--- Data rows ---
---------------

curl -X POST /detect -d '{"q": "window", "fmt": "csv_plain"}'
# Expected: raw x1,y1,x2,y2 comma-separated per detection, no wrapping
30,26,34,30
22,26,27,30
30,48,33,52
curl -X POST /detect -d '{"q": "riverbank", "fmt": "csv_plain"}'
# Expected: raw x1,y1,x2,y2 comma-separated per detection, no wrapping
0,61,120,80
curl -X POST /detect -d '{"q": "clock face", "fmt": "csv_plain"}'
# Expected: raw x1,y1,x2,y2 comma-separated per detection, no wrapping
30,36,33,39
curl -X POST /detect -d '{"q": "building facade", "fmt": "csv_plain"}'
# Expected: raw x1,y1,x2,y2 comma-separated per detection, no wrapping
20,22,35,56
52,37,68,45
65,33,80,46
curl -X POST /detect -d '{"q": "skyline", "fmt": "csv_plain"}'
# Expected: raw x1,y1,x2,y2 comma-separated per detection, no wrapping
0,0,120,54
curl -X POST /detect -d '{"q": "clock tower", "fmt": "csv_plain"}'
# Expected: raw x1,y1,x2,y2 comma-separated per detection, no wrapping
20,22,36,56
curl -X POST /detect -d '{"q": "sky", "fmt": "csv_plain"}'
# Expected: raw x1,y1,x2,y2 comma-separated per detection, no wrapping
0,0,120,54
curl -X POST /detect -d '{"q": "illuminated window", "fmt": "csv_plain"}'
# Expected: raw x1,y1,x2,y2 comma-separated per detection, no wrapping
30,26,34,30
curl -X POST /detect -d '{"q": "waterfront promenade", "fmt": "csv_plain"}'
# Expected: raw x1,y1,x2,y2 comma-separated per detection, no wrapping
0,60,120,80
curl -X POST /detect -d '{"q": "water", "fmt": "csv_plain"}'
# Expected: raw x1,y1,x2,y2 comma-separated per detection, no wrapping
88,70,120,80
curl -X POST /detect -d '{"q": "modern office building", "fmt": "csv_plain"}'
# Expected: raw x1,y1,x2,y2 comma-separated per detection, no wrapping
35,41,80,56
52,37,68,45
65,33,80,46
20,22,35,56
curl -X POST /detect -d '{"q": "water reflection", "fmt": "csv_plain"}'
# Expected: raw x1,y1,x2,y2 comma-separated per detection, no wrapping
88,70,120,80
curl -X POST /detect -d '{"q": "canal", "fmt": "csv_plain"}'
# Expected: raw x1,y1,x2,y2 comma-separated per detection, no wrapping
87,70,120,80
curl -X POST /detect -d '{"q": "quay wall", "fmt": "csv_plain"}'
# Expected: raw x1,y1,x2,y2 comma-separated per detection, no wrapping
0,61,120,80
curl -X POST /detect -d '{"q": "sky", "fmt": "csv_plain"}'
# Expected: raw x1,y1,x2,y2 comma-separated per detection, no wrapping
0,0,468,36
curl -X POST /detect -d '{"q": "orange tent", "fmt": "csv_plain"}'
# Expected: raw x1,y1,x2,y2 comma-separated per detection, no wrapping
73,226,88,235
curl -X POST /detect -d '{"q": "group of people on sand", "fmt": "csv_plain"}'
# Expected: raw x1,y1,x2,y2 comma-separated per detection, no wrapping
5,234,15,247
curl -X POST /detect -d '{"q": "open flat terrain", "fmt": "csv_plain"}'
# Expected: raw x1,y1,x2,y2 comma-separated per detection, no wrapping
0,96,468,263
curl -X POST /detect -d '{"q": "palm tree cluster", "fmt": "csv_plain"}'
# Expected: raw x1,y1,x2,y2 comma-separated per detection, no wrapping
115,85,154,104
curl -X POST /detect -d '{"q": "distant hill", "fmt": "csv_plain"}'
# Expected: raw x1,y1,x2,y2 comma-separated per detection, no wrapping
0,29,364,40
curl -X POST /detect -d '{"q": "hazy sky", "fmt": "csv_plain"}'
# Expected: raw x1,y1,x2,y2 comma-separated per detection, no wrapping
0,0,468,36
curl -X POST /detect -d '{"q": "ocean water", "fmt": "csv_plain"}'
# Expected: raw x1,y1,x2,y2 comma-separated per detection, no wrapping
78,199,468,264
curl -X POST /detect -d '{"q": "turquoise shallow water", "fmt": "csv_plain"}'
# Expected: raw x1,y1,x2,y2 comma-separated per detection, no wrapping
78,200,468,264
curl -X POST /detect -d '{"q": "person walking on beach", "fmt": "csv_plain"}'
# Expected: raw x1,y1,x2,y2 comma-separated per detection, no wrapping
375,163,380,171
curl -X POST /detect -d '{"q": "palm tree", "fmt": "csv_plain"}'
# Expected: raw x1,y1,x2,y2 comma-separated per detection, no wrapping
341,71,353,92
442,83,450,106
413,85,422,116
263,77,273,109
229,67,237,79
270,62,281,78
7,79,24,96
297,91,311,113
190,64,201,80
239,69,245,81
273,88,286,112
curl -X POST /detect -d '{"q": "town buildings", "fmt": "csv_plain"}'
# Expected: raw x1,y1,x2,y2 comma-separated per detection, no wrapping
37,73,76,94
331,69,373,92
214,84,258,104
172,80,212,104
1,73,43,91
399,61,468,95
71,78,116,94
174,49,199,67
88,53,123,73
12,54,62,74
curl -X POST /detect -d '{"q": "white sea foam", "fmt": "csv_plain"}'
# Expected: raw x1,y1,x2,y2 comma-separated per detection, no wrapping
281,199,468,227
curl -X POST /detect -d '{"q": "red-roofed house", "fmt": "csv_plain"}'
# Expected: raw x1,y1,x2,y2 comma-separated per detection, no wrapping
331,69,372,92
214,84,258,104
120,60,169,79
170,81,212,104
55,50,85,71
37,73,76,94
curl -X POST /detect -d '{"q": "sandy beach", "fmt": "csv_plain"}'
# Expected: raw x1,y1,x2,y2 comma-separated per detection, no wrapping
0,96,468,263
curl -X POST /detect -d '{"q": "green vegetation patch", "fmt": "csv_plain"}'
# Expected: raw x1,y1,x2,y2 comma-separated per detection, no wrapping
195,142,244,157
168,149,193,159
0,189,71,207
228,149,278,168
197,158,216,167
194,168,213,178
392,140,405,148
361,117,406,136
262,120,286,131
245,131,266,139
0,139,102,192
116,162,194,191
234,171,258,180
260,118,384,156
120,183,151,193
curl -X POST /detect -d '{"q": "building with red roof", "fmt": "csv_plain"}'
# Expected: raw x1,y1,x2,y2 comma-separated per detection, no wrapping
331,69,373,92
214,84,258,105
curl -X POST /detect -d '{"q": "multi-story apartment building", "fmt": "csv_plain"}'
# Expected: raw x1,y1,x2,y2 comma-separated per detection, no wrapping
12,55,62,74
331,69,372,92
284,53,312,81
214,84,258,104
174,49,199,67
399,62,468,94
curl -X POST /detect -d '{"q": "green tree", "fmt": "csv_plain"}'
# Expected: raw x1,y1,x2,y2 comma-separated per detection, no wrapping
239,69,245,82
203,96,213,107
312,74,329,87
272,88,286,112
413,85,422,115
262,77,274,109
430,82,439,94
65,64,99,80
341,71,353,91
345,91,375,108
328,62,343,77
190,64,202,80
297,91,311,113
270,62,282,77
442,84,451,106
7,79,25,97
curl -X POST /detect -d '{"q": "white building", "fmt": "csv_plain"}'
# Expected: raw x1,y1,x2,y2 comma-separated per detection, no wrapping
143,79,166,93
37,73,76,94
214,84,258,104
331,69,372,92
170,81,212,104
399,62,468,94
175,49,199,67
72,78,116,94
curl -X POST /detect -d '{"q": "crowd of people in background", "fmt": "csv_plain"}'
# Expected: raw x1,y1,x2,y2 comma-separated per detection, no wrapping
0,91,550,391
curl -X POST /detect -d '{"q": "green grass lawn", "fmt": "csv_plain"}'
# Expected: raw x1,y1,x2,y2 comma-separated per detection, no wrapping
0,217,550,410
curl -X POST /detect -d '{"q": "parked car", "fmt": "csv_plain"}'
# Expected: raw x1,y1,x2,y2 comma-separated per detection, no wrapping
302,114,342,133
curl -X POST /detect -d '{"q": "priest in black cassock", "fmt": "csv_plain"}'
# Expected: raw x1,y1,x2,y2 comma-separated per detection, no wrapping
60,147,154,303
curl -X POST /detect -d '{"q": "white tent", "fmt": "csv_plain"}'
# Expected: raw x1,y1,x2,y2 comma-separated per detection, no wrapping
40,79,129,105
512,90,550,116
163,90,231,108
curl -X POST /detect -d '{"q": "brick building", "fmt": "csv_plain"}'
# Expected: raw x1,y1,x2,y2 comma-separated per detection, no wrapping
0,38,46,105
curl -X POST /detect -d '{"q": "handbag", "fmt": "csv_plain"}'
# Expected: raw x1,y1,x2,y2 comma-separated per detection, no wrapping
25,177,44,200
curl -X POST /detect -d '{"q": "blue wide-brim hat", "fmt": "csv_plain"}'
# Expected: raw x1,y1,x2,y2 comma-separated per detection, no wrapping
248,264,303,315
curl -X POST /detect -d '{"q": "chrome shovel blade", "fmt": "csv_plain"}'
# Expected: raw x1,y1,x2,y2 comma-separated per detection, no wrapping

---------------

--- Exercise brief ---
Turn the lines of the listing above into a JSON list of strings, one string per line and no blank lines, starting with the line containing "of people on" and continuing through the line containing "375,163,380,171".

--- Solution to this task ---
[
  "curl -X POST /detect -d '{\"q\": \"group of people on sand\", \"fmt\": \"csv_plain\"}'",
  "# Expected: raw x1,y1,x2,y2 comma-separated per detection, no wrapping",
  "5,234,15,247",
  "curl -X POST /detect -d '{\"q\": \"open flat terrain\", \"fmt\": \"csv_plain\"}'",
  "# Expected: raw x1,y1,x2,y2 comma-separated per detection, no wrapping",
  "0,96,468,263",
  "curl -X POST /detect -d '{\"q\": \"palm tree cluster\", \"fmt\": \"csv_plain\"}'",
  "# Expected: raw x1,y1,x2,y2 comma-separated per detection, no wrapping",
  "115,85,154,104",
  "curl -X POST /detect -d '{\"q\": \"distant hill\", \"fmt\": \"csv_plain\"}'",
  "# Expected: raw x1,y1,x2,y2 comma-separated per detection, no wrapping",
  "0,29,364,40",
  "curl -X POST /detect -d '{\"q\": \"hazy sky\", \"fmt\": \"csv_plain\"}'",
  "# Expected: raw x1,y1,x2,y2 comma-separated per detection, no wrapping",
  "0,0,468,36",
  "curl -X POST /detect -d '{\"q\": \"ocean water\", \"fmt\": \"csv_plain\"}'",
  "# Expected: raw x1,y1,x2,y2 comma-separated per detection, no wrapping",
  "78,199,468,264",
  "curl -X POST /detect -d '{\"q\": \"turquoise shallow water\", \"fmt\": \"csv_plain\"}'",
  "# Expected: raw x1,y1,x2,y2 comma-separated per detection, no wrapping",
  "78,200,468,264",
  "curl -X POST /detect -d '{\"q\": \"person walking on beach\", \"fmt\": \"csv_plain\"}'",
  "# Expected: raw x1,y1,x2,y2 comma-separated per detection, no wrapping",
  "375,163,380,171"
]